Scheduling with RAW hazards

I have an instruction that takes no operands, and produces two results, in two consecutive cycles.

I tried both of the following to my Schedule.td file:

InstrItinData<IIMyInstr, [InstrStage<2, [FuncU]>], [1, 2]>,
InstrItinData<IIMyInstr, [InstrStage<1, [FuncU]>, InstrStage<1, [FuncU]>], [1, 2]>,

From what I can see in examples, these say that the first operand is ready the cycle after issue, and the second is ready 2 cycles after issue.

But when I issue an instruction that uses both results, it does not obey this hazard, and is issued the cycle immediately after. Are there any target hooks I need to implement to get this scheduling correctly?

I noticed that my target was using the default HazardRecognizer, which is effectively disabled, so I changed it to use the ScoreboardHazardRecognizer instead. I'm also still using the SelectionDAG scheduler, but will need to change to the MI scheduler at some point, to keep up with trunk. Should either of these help?

Thanks,
Fraser

I have an instruction that takes no operands, and produces two results, in two consecutive cycles.

## SOURCE EXCERPT
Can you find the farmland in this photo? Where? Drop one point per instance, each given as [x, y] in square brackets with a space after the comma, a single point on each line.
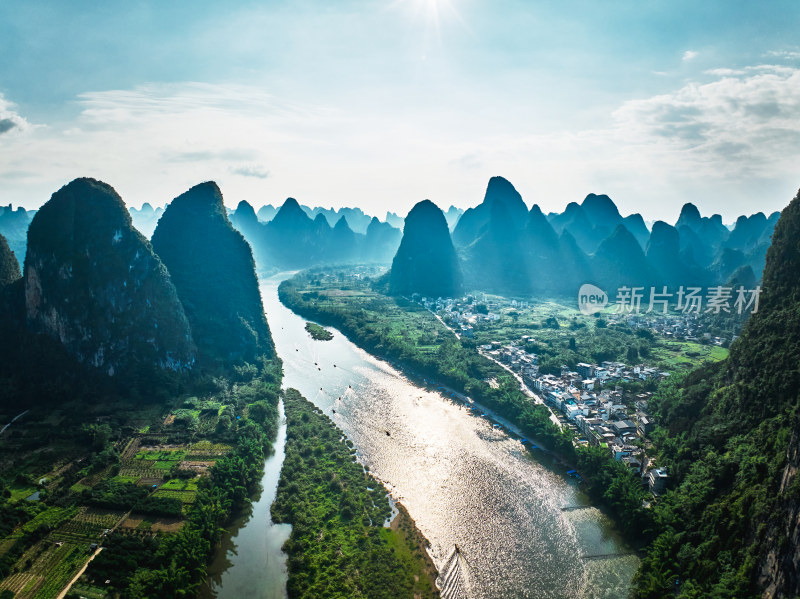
[87, 476]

## EXERCISE REQUIREMENTS
**A.** Could you restate the paragraph of the scheduling post that begins "I noticed that my target" more briefly, keeping its main facts?
**B.** Could you rewrite the scheduling post, starting with "I tried both" and going on through "of these help?", with "target hooks" replaced by "target callbacks"?

## OUTPUTS BY TASK
**A.** The target was using the default HazardRecognizer, which is effectively disabled, so it was switched to the ScoreboardHazardRecognizer. The SelectionDAG scheduler is still in use but will eventually have to be replaced by the MI scheduler to keep up with trunk. Would either change help?

**B.**
I tried both of the following to my Schedule.td file:

InstrItinData<IIMyInstr, [InstrStage<2, [FuncU]>], [1, 2]>,
InstrItinData<IIMyInstr, [InstrStage<1, [FuncU]>, InstrStage<1, [FuncU]>], [1, 2]>,

From what I can see in examples, these say that the first operand is ready the cycle after issue, and the second is ready 2 cycles after issue.

But when I issue an instruction that uses both results, it does not obey this hazard, and is issued the cycle immediately after. Are there any target callbacks I need to implement to get this scheduling correctly?

I noticed that my target was using the default HazardRecognizer, which is effectively disabled, so I changed it to use the ScoreboardHazardRecognizer instead. I'm also still using the SelectionDAG scheduler, but will need to change to the MI scheduler at some point, to keep up with trunk. Should either of these help?